Ölkatastrophe:Schlupflöcher im Golf

Öko-Gruppen fordern den Rücktritt des US-Umweltministers

Christian Wernicke

Mehr als fünf Wochen ist es her, da versicherte Barack Obama im Rosengarten des Weißen Hauses, er werde Lehren aus der Ölpest am Golf von Mexiko ziehen. "Wir schließen das Schlupfloch, das es einigen Ölgesellschaften erlaubt hat, einige wichtige Umweltprüfungen zu umgehen", sagte der Präsident. Die zuständige US-Aufsichtsbehörde, der von Korruptionsskandalen erschütterte "Mineral Management Service" (MMS), erließ Anfang Juni prompt schärfere Vorschriften.

Nun wird bekannt: Seither hat die Obama-Regierung mindestens fünf neue Offshore-Bohrungen genehmigt - und dabei, wie 2009 bei der Genehmigung der nun katastrophalen BP-Bohrung, die Ölkonzerne in mindestens drei Fällen von der eigentlich verlangten Umweltprüfung freigestellt. Schon werden Forderungen nach dem Rücktritt von Umweltminister Ken Salazar laut.

Die US-Regierung hatte im Mai einen sechsmonatigen Stopp aller neuen Bohrungen nach Öl- oder Gasfeldern in einer Tiefe von mehr als 500 Fuß (etwa 150 Meter) verfügt. Allerdings können die Energieunternehmen weiterhin neue Anträge und Bohrpläne vorlegen, die sie nach dem von ihnen gegen Jahresende erhofften Ende des Moratoriums umsetzen wollen. Bis zur Explosion und dem Untergang der Bohrplattform Deepwater Horizon Ende April hatte die Behörde MMS regelmäßig eine Art Verzichtserklärung ausgestellt, die im Ergebnis die strengen US-Vorschriften etwa zum Schutz von Wasser, Tier- und Pflanzenwelt außer Kraft setzte.

Das genau war das Schlupfloch, das Obama am 14. Mai zu stopfen versprach. Nach Informationen der Zeitungsgruppe McClatchy setzt die MMS diesen Kurs nicht um. Im Juni erhielt zunächst Exxon Mobil die Erlaubnis, ohne Öko-Prüfung in etwa 300 Metern Tiefe zu bohren. Dann folgten zwei weitere Genehmigungen für Marathon Oil (230 Meter) sowie für Rooster Petroleum, in flachem Gewässer.

DIE DATEN
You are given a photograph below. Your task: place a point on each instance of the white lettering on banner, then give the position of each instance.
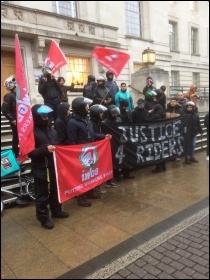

ARBEITSAUFTRÄGE
1 > Nenne alle Ölkonzerne, die im Text zur Ölpest im Golf von Mexiko namentlich vorkommen.
2 > Führe den Text zur Ölpest im Golf von Mexiko im Anschluss an seinen letzten Satz fort.

LÖSUNGEN
1 > BP, Exxon Mobil, Marathon Oil, Rooster Petroleum

2 >
Zudem gab die MMS grünes Licht für zwei Tiefseebohrungen, die noch weiter unter dem Meeresspiegel lägen als das explodierte Bohrloch von BP. Allerdings mussten Chevron und Exxon ökologische Prüfpläne erarbeiten. Umweltgruppen protestieren inzwischen gegen das MMS-Vorgehen. "Die ganze Welt schreit auf angesichts der Bilder vom Golf", schimpft etwa Kieran Suckling, der Direktor des Centers for Biological Diversity, "und diese Typen machen einfach weiter wie bisher."

Die Folge werde sein, dass nach einem Ende des Bohrstopps etliche Unternehmen mit Genehmigungen "an der Startlinie hocken" und wiederum "ohne Umweltprüfung ihre Projekte vorantreiben wollen." Sucklings Organisation hat inzwischen Klage eingereicht gegen insgesamt 49 genehmigte Erschließungsbohrungen im Golf, die in den vergangenen Jahren ohne Öko-Prüfung gebilligt wurden.

Mehrere nationale Umweltorganisationen verlangten in einem Schreiben an Präsident Obama vorige Woche den Rücktritt von Ken Salazar, dem Innen- und Umweltminister der Regierung. Salazar habe sich nur "mangelhaft" für den Schutz der Umwelt eingesetzt.

Zudem wächst die Kritik an Salazar, weil dieser nach dem Machtwechsel im Januar 2009 zu zögerlich gegen das Missmanagement innerhalb des MMS vorgegangen sei. So durfte etwa ein Vizedirektor im Amt bleiben, der während der Bush-Regierung kontinuierlich im Interesse der Ölindustrie entschieden hatte und den Energiekonzernen Lizenzgebühren in Milliardenhöhe erspart hatte. Erst nach der Explosion der Deepwater Horizon musste der Mann in Pension gehen.